Exercise inputs:
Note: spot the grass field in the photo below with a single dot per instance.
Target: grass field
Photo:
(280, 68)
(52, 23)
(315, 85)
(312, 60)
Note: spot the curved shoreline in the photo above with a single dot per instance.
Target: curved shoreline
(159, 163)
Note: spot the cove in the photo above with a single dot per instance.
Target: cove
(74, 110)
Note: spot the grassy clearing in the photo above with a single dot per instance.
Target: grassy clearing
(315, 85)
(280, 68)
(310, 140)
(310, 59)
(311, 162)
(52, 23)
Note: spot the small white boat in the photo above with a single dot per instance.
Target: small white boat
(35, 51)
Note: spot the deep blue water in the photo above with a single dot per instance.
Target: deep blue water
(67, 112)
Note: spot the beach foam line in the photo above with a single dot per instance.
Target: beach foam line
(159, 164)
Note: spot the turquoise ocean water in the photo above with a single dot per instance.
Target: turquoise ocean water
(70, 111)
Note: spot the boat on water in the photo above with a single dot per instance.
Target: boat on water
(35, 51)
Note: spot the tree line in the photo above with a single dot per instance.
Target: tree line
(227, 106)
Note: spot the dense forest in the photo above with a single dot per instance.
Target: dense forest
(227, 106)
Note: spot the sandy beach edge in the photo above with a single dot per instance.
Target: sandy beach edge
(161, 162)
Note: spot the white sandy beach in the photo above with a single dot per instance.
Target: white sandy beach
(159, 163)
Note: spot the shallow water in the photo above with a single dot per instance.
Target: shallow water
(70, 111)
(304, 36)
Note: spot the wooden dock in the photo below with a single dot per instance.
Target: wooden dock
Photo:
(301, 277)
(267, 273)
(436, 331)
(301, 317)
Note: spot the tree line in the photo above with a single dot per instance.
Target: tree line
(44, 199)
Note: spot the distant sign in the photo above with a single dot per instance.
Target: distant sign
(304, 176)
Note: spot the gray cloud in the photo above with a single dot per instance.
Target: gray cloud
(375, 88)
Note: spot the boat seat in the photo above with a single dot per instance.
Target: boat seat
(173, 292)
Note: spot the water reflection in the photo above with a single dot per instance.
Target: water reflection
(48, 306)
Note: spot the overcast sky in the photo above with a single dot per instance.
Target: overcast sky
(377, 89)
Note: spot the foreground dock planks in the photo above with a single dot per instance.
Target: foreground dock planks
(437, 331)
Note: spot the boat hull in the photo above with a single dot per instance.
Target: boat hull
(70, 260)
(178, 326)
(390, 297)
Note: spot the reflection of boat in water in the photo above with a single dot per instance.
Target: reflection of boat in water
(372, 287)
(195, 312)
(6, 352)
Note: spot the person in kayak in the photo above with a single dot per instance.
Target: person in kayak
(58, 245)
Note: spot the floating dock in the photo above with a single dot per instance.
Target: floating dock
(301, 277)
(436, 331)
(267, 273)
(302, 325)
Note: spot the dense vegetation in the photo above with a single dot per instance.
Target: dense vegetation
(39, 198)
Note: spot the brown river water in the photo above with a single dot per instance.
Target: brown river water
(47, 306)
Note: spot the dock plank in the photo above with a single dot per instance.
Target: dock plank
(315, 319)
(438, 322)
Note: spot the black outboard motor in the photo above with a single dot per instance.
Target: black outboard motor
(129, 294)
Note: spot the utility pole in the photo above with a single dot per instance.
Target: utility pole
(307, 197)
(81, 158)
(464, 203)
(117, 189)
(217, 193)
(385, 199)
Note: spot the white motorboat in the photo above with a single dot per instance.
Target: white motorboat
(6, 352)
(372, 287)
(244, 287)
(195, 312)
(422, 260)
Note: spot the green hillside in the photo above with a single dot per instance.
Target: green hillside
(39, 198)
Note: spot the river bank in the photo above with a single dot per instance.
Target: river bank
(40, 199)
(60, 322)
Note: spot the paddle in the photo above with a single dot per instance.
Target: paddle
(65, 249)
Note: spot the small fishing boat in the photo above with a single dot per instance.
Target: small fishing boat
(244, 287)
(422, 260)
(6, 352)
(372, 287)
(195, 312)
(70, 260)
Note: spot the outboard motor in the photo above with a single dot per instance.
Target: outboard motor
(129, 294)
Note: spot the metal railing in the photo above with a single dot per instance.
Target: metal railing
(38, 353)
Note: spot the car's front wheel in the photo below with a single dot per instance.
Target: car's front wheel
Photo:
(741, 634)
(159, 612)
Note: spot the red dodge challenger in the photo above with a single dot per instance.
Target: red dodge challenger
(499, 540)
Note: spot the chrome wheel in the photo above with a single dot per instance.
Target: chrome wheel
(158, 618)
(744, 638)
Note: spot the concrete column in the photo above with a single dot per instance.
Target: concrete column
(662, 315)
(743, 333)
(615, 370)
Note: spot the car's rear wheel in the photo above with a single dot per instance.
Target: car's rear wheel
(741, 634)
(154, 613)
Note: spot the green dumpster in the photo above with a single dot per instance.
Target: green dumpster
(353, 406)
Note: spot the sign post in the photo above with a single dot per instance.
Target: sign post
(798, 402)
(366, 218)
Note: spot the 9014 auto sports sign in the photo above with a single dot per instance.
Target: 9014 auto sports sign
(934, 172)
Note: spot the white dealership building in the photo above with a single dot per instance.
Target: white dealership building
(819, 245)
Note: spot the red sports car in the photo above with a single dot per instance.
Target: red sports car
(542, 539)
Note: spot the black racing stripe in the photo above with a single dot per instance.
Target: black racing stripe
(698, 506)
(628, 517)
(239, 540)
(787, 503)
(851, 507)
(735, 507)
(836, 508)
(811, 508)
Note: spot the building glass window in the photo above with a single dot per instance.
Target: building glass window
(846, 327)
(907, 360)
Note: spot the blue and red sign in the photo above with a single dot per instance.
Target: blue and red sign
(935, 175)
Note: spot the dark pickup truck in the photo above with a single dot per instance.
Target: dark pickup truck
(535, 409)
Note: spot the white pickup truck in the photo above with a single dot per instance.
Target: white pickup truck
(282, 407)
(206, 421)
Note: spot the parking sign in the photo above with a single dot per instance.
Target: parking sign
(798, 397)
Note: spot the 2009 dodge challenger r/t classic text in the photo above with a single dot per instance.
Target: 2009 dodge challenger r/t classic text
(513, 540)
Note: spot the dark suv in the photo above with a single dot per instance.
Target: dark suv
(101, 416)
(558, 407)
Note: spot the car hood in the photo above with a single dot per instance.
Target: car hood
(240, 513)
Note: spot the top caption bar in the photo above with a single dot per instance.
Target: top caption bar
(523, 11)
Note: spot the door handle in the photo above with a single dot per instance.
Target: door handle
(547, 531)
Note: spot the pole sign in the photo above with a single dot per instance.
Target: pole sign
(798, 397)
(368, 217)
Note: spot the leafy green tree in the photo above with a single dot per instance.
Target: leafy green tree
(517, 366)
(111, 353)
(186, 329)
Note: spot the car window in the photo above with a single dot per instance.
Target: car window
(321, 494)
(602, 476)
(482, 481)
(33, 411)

Try it: The range begins at the line containing "Target: top caption bar" and ends at the last line of the entries; reproduce it exactly.

Output of the task:
Target: top caption bar
(523, 11)
Note: spot the door handle in the photo above with a single dot per instance.
Target: door handle
(547, 531)
Note: spot the pole sign in the photo above with a single dot per instance.
Target: pole sign
(798, 397)
(368, 217)
Note: spot the leafy green tree in the photo above with a single dot per instance.
Target: leafy green tree
(517, 366)
(111, 353)
(186, 329)
Note: spot the car window in the photo above with a single dot per instance.
Target: car window
(321, 494)
(602, 476)
(482, 481)
(33, 411)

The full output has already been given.